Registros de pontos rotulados

-=-=-

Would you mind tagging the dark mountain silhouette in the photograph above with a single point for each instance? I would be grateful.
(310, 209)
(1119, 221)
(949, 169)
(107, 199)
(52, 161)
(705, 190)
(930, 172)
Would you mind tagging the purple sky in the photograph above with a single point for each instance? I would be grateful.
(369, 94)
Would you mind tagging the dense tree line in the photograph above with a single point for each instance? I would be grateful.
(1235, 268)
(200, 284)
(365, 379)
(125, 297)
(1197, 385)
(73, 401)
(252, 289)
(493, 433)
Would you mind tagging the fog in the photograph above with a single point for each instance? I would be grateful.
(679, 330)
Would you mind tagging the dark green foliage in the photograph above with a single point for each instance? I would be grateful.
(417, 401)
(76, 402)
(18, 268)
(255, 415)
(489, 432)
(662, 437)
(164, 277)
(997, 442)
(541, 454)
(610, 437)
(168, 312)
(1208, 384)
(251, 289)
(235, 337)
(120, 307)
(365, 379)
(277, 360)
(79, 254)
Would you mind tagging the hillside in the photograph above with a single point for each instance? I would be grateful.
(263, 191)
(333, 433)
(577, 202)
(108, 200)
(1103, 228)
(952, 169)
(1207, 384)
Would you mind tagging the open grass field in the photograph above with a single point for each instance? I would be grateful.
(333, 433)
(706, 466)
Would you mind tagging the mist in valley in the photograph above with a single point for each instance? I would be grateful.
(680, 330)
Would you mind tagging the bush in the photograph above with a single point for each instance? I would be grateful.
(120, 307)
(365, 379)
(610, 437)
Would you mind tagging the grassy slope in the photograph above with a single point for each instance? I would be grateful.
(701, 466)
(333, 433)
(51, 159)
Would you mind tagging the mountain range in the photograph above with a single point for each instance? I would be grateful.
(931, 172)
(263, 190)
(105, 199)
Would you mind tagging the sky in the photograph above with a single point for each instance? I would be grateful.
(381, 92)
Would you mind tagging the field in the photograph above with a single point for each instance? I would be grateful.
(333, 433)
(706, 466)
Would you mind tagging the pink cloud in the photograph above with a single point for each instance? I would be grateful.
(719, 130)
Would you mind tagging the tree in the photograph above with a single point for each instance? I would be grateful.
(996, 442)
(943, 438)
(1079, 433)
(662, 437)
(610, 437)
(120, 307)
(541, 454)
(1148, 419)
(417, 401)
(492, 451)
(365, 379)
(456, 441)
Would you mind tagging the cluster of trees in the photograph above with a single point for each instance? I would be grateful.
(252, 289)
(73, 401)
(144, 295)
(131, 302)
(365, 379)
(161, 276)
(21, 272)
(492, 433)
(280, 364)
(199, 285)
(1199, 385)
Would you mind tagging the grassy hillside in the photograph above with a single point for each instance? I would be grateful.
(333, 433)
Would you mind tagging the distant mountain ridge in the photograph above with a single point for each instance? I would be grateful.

-=-=-

*ENUNCIADO*
Substitua "grateful" por "thankful" nas linhas dos dados que começam na linha que contém "Would you mind tagging the grassy hillside" e seguem até o final dos dados. Reproduza essas linhas sem nenhuma outra alteração.

*RESPOSTA ESCRITA*
Would you mind tagging the grassy hillside in the photograph above with a single point for each instance? I would be thankful.
(333, 433)
Would you mind tagging the distant mountain ridge in the photograph above with a single point for each instance? I would be thankful.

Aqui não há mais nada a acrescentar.